(Box-labeled dataset extracts)
● ● ●

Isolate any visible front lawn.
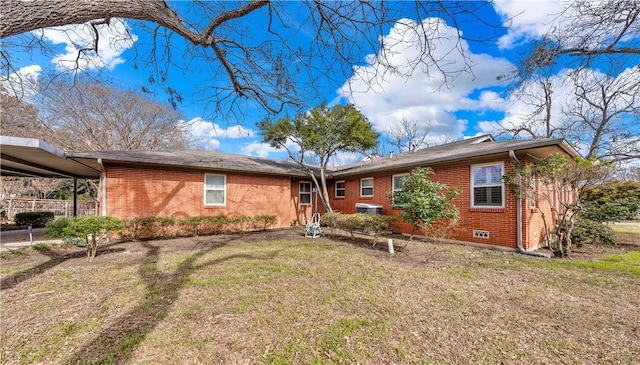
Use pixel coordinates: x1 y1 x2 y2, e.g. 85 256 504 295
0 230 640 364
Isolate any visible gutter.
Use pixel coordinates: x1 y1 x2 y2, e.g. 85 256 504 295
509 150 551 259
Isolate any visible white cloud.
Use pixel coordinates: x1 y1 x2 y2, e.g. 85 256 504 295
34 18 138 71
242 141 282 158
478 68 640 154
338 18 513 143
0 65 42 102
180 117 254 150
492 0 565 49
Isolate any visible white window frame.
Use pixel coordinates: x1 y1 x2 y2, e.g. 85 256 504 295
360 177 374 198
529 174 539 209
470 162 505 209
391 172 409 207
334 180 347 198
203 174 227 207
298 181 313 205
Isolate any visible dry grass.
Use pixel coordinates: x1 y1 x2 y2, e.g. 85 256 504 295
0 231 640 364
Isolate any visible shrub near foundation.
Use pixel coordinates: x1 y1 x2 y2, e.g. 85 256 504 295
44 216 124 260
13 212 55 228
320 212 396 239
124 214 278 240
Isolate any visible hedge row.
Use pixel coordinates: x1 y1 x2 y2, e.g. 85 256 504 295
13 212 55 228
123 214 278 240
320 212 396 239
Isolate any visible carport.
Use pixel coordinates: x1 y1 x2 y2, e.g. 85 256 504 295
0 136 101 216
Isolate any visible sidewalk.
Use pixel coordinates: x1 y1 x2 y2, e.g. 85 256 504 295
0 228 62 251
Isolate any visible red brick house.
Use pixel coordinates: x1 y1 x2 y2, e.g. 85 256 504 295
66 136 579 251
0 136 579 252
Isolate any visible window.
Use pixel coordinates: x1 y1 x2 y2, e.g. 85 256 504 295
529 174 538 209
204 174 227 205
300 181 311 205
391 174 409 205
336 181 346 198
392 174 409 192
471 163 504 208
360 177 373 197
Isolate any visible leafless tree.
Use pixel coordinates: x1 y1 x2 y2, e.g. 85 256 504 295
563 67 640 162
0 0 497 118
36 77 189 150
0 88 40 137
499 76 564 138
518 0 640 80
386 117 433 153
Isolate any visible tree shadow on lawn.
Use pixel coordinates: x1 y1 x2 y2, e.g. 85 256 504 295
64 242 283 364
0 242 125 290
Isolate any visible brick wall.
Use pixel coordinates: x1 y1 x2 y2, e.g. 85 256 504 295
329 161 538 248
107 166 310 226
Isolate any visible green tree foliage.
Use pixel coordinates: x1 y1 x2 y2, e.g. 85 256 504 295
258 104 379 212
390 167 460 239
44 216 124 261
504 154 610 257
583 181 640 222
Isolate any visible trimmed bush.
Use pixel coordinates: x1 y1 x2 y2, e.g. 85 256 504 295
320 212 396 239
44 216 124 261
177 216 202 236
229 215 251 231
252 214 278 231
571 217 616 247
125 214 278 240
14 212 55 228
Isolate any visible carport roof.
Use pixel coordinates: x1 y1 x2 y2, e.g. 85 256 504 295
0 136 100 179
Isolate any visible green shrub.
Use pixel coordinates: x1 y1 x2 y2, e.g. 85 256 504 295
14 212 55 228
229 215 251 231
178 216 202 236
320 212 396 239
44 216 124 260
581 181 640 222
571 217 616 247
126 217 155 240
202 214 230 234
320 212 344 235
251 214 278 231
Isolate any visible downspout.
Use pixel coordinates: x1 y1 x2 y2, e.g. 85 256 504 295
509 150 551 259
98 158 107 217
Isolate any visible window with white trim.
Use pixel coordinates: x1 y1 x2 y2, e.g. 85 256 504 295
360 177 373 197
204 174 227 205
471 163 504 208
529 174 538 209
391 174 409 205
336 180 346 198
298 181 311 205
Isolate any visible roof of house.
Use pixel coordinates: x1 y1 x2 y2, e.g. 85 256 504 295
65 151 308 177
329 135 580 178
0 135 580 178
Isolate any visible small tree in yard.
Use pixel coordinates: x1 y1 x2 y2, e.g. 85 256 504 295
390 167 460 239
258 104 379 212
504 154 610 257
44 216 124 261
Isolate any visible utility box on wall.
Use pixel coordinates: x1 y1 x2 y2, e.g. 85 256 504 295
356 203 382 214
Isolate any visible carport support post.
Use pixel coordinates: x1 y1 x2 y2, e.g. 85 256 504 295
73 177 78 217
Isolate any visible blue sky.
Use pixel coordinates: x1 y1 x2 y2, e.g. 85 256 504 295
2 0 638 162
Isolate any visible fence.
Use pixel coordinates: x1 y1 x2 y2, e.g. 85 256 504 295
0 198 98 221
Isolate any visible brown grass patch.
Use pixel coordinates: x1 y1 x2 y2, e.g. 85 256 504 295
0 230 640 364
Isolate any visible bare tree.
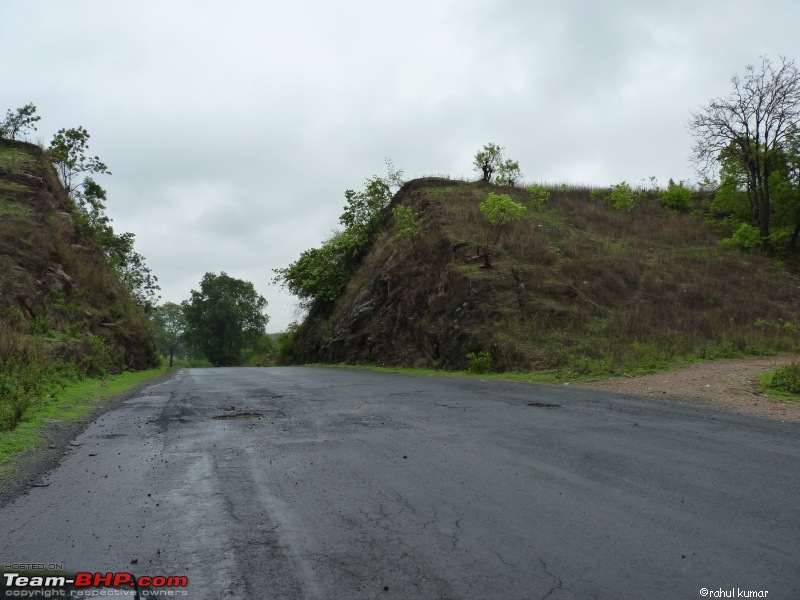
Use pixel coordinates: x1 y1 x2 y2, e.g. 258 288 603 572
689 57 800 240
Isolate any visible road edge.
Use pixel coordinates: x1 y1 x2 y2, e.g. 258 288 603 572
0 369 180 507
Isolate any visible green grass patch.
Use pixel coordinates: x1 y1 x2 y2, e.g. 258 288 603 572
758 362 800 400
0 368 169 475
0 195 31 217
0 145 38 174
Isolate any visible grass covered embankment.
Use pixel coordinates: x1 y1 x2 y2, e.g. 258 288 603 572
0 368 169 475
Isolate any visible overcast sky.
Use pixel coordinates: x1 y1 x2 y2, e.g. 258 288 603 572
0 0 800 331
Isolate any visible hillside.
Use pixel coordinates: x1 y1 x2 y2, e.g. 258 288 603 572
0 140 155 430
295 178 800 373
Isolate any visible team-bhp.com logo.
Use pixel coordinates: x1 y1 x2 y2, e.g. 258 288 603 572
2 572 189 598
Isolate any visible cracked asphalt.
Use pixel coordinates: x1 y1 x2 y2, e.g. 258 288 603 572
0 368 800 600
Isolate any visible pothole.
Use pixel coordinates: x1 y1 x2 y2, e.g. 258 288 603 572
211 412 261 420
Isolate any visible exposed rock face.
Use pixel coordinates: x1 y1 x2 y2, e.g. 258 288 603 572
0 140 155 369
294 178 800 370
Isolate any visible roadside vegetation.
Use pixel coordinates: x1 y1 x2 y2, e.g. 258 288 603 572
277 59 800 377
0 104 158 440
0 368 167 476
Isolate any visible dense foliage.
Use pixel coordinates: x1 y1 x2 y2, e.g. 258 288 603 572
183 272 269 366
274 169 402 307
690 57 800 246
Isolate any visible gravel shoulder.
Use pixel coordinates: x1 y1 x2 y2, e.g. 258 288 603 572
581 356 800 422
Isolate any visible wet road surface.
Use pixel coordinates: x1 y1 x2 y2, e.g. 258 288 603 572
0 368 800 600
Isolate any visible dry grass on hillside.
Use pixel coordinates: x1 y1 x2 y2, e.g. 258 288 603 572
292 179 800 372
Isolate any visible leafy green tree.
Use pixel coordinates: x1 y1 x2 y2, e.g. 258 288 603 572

● ● ●

* Objective:
Please state how many lines of the material contain the string "house", counting only matches with the same case. Give the number alone.

* Written answer:
2